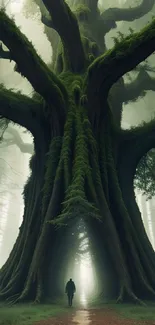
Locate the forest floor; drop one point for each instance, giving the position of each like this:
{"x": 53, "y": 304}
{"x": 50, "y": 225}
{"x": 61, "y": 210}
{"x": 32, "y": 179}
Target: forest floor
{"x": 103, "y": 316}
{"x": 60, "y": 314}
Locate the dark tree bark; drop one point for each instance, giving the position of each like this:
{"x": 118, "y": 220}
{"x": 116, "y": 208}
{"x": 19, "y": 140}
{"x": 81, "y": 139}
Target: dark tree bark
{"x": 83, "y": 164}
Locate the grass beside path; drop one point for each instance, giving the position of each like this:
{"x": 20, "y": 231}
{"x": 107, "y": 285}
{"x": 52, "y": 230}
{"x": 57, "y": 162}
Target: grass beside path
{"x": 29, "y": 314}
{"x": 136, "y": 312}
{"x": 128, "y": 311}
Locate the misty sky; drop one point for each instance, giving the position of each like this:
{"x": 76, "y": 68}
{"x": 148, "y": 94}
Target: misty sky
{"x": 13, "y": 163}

——————

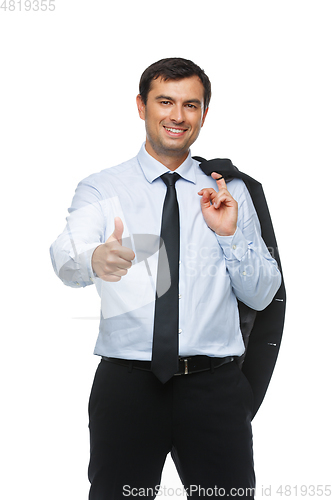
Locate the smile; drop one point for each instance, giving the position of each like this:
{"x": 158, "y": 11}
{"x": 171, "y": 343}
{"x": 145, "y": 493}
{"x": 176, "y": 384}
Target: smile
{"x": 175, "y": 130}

——————

▸ THE PROBLEM: Whichever lines of the data include the word "instance", pull them out.

▸ EXPECTED ANSWER:
Locate the forest floor; drop one point for each instance, giving the position of each like this:
Locate the dark tree bark; drop one point for each instance, giving the position of each like this:
Locate the grass beside path; drop one point for each instance, giving the position of each like this:
Locate the misty sky; drop one point for each instance, giving the position of each like this:
Locate the smile; drop one point for each instance, giving the position of each like this:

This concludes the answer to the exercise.